[REQUIRED ACTION] Below are the entries to work from; restate word for word the portion that opens with the line containing "Target: black chair" and closes with the line containing "Target: tv screen showing soccer game", keeping both.

####

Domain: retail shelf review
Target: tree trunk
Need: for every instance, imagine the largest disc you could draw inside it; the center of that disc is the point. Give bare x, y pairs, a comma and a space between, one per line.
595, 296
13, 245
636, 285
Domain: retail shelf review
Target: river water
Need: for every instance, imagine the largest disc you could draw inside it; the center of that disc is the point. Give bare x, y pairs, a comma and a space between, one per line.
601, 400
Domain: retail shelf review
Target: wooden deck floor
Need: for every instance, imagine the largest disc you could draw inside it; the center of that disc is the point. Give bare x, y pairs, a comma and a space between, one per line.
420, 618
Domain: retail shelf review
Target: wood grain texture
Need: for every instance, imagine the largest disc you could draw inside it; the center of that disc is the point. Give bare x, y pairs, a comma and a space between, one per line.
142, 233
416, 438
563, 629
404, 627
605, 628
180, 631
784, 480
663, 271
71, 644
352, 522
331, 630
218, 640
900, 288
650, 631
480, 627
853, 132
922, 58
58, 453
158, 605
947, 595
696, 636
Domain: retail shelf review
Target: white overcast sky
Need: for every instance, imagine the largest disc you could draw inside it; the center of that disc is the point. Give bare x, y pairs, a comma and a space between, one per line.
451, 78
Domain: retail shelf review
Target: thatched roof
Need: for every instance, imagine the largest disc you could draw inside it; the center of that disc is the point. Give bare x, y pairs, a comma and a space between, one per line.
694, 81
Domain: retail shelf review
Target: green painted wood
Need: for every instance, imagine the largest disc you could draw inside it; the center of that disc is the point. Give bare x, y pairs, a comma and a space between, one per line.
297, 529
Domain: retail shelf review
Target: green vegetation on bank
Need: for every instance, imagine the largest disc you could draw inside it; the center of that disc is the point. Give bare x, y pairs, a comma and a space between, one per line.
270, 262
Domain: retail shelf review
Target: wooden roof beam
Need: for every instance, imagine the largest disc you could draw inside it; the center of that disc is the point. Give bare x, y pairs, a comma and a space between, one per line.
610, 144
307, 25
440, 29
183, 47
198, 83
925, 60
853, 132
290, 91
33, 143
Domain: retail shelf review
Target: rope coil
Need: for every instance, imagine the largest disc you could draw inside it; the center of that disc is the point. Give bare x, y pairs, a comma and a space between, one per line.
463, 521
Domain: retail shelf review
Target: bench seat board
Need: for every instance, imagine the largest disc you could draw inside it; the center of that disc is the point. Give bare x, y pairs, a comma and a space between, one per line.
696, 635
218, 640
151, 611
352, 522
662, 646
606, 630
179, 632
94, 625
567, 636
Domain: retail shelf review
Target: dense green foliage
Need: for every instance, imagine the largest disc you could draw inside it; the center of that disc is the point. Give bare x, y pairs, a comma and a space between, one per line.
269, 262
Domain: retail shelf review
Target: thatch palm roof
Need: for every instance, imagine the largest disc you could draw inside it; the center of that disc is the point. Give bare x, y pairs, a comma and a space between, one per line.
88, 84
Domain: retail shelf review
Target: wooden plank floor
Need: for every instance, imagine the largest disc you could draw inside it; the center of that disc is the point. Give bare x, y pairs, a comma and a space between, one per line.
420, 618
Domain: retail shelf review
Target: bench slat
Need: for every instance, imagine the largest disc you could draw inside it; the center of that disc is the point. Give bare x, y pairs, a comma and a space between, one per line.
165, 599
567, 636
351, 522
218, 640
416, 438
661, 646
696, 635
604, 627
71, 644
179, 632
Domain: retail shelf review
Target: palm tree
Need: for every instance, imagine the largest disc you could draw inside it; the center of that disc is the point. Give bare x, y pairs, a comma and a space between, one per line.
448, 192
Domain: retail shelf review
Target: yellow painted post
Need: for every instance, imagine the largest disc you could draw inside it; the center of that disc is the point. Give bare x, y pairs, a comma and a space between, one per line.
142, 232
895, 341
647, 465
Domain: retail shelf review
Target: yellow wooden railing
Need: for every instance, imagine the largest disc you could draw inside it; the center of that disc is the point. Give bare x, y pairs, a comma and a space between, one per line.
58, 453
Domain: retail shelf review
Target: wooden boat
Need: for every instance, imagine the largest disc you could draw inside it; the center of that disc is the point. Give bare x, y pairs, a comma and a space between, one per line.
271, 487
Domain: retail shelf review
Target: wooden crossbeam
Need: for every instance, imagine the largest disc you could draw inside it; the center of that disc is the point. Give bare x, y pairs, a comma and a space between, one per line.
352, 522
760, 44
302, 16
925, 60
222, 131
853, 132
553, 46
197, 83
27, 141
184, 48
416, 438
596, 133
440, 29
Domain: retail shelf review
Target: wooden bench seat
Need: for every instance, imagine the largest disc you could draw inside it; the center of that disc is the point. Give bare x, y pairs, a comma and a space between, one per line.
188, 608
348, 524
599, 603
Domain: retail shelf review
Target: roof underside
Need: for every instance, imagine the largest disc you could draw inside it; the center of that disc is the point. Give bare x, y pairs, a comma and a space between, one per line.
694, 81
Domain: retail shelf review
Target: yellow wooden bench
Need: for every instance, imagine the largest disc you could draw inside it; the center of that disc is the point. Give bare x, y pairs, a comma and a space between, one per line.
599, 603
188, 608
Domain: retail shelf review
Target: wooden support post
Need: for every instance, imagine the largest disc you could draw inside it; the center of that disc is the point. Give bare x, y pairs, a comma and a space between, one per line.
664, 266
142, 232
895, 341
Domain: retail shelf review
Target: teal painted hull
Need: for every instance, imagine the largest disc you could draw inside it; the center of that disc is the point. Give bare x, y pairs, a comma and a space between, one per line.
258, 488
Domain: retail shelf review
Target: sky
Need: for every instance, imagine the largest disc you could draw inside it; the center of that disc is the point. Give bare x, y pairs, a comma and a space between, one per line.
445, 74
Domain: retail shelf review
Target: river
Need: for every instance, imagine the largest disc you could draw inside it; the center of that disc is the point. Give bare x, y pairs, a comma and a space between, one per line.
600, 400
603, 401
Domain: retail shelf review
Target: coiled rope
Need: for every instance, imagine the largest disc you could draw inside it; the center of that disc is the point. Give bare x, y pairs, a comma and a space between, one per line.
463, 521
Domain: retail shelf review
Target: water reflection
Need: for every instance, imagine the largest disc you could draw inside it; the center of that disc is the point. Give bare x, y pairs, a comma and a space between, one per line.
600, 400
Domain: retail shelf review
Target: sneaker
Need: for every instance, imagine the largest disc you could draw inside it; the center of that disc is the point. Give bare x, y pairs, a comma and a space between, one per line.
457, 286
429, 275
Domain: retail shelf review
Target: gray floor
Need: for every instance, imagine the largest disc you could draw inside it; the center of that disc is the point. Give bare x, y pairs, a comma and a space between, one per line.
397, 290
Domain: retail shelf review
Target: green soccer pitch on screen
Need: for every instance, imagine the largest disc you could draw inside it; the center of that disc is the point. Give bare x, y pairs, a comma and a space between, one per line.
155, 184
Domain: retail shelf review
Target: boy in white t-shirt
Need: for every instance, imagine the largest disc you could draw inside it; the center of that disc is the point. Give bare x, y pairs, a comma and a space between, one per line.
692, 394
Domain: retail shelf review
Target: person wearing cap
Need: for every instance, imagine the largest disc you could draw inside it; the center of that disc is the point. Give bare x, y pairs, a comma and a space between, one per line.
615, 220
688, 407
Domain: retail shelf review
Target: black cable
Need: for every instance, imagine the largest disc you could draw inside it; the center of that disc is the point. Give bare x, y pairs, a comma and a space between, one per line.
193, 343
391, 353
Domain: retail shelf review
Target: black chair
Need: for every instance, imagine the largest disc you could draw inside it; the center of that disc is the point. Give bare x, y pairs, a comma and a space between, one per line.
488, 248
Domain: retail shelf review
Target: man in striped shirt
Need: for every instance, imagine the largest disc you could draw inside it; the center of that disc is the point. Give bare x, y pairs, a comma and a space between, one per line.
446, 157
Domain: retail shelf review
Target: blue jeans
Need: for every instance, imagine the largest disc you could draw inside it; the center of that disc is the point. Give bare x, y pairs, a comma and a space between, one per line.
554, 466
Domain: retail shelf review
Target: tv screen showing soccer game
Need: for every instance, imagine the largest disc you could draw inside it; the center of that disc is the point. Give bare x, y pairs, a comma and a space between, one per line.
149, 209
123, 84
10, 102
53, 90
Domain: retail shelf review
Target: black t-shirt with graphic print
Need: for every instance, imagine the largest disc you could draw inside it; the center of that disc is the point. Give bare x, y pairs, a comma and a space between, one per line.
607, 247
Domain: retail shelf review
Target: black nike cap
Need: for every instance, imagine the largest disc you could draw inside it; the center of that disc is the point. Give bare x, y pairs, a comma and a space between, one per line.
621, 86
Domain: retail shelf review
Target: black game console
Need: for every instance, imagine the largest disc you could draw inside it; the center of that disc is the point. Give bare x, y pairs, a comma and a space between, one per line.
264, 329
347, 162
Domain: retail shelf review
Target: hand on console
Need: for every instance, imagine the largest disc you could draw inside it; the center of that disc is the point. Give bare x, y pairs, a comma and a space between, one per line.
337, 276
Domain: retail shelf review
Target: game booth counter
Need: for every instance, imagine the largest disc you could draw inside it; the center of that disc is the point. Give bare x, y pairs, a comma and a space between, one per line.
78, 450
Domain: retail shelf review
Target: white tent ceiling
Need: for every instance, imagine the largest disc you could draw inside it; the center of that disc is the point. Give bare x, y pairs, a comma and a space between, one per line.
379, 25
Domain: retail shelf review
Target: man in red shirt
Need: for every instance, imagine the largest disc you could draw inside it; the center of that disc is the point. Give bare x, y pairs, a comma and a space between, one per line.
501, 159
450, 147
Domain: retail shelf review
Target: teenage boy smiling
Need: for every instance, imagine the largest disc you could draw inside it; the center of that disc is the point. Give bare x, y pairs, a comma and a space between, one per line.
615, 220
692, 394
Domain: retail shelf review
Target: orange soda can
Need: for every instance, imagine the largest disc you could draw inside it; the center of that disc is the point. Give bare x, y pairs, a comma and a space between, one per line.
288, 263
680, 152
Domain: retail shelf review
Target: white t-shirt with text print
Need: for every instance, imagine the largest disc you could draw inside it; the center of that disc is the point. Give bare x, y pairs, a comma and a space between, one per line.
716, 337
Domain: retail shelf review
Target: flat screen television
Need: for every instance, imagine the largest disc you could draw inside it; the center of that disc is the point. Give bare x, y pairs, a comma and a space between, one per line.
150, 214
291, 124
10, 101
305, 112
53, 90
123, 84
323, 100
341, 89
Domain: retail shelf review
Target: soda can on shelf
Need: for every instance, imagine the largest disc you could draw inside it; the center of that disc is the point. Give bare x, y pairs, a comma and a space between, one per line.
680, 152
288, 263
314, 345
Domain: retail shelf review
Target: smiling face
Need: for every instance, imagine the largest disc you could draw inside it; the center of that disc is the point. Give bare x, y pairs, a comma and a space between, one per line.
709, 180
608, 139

####

[ANSWER BELOW]
Target: black chair
Need: for every instance, imagine the largest disc you could draw inside it; the center of that disc is the point. Give bare x, y pairs, a comma and a space between, one per line.
488, 248
Domain: retail shelf review
Target: man in striped shirt
Need: for every instance, imagine the largest disc you could draw inside it; the center of that disc is the point. Give bare x, y pairs, a comma and a space between, one per line.
446, 157
Domain: retail shelf review
Target: blue jeans
Need: for every instance, imagine the largest disc you could draw inside it; the center of that disc is the point. Give bare x, y pairs, a comma and a space between, one per line.
554, 466
Domain: retail shelf review
Target: tv screen showing soccer game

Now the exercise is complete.